◆ **WRITTEN REQUEST**
Rewrite these records with "Boxes should be tight" replaced by "Boxes must be tight" everywhere it occurs, leaving all other text unchanged.

◆ **Records for bounding box labeling**
◇ ◇ ◇ ◇ ◇ ◇ ◇

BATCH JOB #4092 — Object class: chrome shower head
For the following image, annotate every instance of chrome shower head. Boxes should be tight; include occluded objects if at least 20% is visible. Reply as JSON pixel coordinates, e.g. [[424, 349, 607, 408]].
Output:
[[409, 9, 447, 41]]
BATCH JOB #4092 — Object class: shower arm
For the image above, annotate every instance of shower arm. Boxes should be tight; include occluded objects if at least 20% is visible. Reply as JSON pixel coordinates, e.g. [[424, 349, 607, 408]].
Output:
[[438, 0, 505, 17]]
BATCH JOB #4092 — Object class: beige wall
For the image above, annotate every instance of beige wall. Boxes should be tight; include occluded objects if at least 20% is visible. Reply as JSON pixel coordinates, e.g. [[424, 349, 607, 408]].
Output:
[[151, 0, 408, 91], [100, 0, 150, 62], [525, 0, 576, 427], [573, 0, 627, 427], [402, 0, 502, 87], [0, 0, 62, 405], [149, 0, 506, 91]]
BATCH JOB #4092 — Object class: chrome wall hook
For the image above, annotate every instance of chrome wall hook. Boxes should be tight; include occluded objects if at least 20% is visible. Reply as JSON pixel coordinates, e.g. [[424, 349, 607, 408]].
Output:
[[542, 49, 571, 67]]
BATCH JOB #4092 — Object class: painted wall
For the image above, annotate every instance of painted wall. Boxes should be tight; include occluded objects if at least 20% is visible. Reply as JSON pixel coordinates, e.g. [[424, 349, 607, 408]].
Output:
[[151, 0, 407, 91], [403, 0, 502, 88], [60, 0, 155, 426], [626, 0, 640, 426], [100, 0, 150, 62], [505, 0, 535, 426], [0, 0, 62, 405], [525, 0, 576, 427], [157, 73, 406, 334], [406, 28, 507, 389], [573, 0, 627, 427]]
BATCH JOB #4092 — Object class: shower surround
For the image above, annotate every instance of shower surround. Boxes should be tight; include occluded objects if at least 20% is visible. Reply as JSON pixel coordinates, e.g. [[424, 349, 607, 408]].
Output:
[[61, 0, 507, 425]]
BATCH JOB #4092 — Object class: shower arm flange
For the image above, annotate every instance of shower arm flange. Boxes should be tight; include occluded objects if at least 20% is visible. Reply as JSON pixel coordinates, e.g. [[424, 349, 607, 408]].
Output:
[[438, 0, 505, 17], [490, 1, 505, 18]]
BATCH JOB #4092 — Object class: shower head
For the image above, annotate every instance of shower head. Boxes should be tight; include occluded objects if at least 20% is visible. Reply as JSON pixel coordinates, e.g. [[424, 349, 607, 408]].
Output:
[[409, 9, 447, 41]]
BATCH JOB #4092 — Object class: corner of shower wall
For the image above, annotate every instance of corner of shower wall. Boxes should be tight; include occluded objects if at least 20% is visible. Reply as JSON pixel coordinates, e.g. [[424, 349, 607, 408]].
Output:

◇ ◇ ◇ ◇ ◇ ◇ ◇

◆ **RIGHT ANSWER**
BATCH JOB #4092 — Object class: chrome shower head
For the following image, annotate every instance of chrome shower head. Boxes must be tight; include occluded objects if at least 20% is visible. Reply as JSON pixel coordinates, e.g. [[424, 349, 607, 408]].
Output:
[[409, 9, 447, 41]]
BATCH JOB #4092 — Object class: shower arm
For the image above, annotate every instance of shower arm. Boxes must be tight; include occluded objects if at least 20% is visible. Reply as JSON pixel coordinates, e.g. [[424, 349, 607, 408]].
Output:
[[438, 0, 505, 17]]
BATCH JOB #4092 — Object class: beige wall
For the image above, annotate every instance of beige wall. Boxes must be tight; include occluded objects if at least 20% is visible. Reply as JSON pixel coordinates, e.g. [[424, 349, 607, 408]].
Output:
[[151, 0, 408, 91], [100, 0, 150, 62], [525, 0, 576, 427], [573, 0, 627, 427], [402, 0, 502, 87], [0, 0, 62, 405], [149, 0, 506, 91]]
BATCH JOB #4092 — Object class: chrome wall hook
For the image above, annotate every instance of chrome wall hook. Boxes must be tight; include occluded objects if at least 20% is visible. Reply as JSON pixel coordinates, e.g. [[424, 349, 607, 408]].
Output:
[[542, 49, 571, 67]]
BATCH JOB #4092 — Object class: painted wall
For the image above, annotate every instance of painted wall. Boxes must be tight; include occluded objects if at least 20% is visible. Reply as JSON pixel coordinates, e.g. [[424, 349, 607, 408]].
Output:
[[151, 0, 407, 91], [403, 0, 502, 88], [60, 0, 155, 426], [626, 0, 640, 426], [100, 0, 150, 62], [505, 0, 535, 426], [0, 0, 62, 405], [525, 0, 576, 427], [157, 73, 406, 334], [406, 28, 507, 389], [573, 0, 627, 427]]
BATCH JOB #4092 — Object class: shower surround
For the image above, annotate every instance of shower surround. Boxes must be tight; include occluded objects if at least 20% is visible. Reply as JSON pixel coordinates, e.g. [[424, 349, 607, 408]].
Output:
[[61, 0, 507, 425]]
BATCH JOB #4092 — Object class: shower arm flange
For the image above, annotate every instance of shower arm flange. Boxes must be tight; include occluded objects if at least 20% is visible. Reply as JSON pixel coordinates, e.g. [[424, 349, 607, 408]].
Output:
[[438, 0, 505, 17], [490, 1, 505, 18]]
BATCH JOB #4092 — Object class: shower head
For the image above, annotate every instance of shower head. Boxes must be tight; include occluded objects if at least 20% is visible. Reply as JSON pixel coordinates, e.g. [[424, 349, 607, 408]].
Output:
[[409, 9, 447, 41]]
BATCH JOB #4092 — Object class: corner of shower wall
For the image above, annotate every instance of corner of shower wall. Boxes must be tight; include occluded objects if at least 20% is visible. Reply as JSON pixel coordinates, e.g. [[424, 349, 607, 408]].
Output:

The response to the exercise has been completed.